### Supplied passage ###

Monday, August 08, 2005
Review - Dear Wendy
Dear Wendy opens with a teenage boy writing a letter to the Wendy of the title. From the longing, mournful tone of his voiceover we assume that Wendy is a girl he loved, a girl who broke his heart, and that Dear Wendy will be a rites-of-passage tale of teenage love. In a way, the film is a kind of love story - taking us from the first meeting and the early excitement of the romance to the betrayal and painful parting - but it takes on an extra dimension when you realise that Wendy isn’t actually a girl at all. Jean Luc-Godard once claimed that all you needed to make a movie was a girl and a gun, in Dear Wendy the girl is the gun.
Scripted by cinema’s chief provocateur Lars von Trier and directed by his fellow Dogme95 founder Thomas Vinterberg, Dear Wendy is another of von Trier’s scathing attacks on American values. This time his gaze has focused on the USA’s right to bear arms and von Trier builds a story about a group of teenagers who are emboldened and have their personalities defined by their obsession with guns.

### Stored data ###

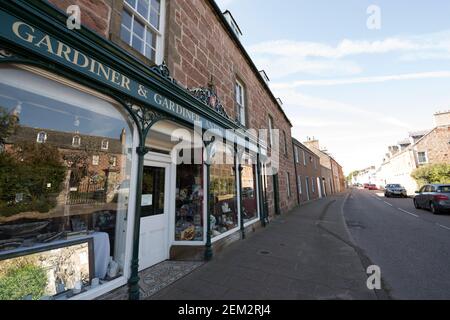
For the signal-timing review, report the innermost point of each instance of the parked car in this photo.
(434, 197)
(395, 190)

###

Stated goal A »
Answer these questions from the Dear Wendy review, one answer per line, marked (i), (ii), (iii) as the questions are:
(i) Who writes the letter at the start of the film?
(ii) What does Wendy turn out to be?
(iii) Who directed the film?
Stated goal B »
Write the next part of the Dear Wendy review, picking up after its last sentence.

Output A »
(i) A teenage boy.
(ii) A gun.
(iii) Thomas Vinterberg.

Output B »
The story follows Dick (Jamie Bell), a sensitive, lonely teenager living in a dead-end American mining town. Rebelling against his father’s wishes that he should forge a career in the pits, Dick (instead of turning to ballet) takes a position as a supermarket shelf-stacker. His co-worker Stevie (Mark Webber) initially appears uncommunicative and surly, but the pair find a common interest when Dick reveals the small silver pistol he likes to carry around. Stevie is a gun enthusiast, who has named his own wartime weapon ‘Bad Steel’, and he decides to open Dick’s eyes to the fun there is to be had from carrying a gun. Dick has never fired his pistol (he’s a pacifist) but soon the pair are down in the mines enjoying a bit of target practice before spending many hours discussing everything and anything on the subject of guns.
A firm friendship is formed, and both boys appear more confident as if simply carrying their ‘partner’ added a couple of inches to their stature. Their new found sense of self-worth encourages Dick to offer the same escape route to other teens in their situation, and he invites Susan (Alison Pill), Huey (Chris Owen) and Freddie (Michael Angarano) to get in on the act. Between them the kids form The Dandies, a group who devote their time to celebrating their weapons and forming a strong bond between themselves and their guns. The Dandies respect the power of their firearms though, swearing that they will never be brandished against another person.
Vinterberg captures the group’s developing togetherness and the formation of their new identity with real flair, delivering a stylish and entertaining opening half. Assisted by Anthony Dod Mantle’s cinematography, which gives everything a bright, dreamlike sheen, and the eclectic soundtrack; Vinterberg skilfully portrays the youths growing devotion to their weapons, which they treat almost like sexual partners, and builds up nicely to the point where it all inevitably turns sour for The Dandies. Unfortunately, it’s here that it starts to turn a little sour for Vinterberg too.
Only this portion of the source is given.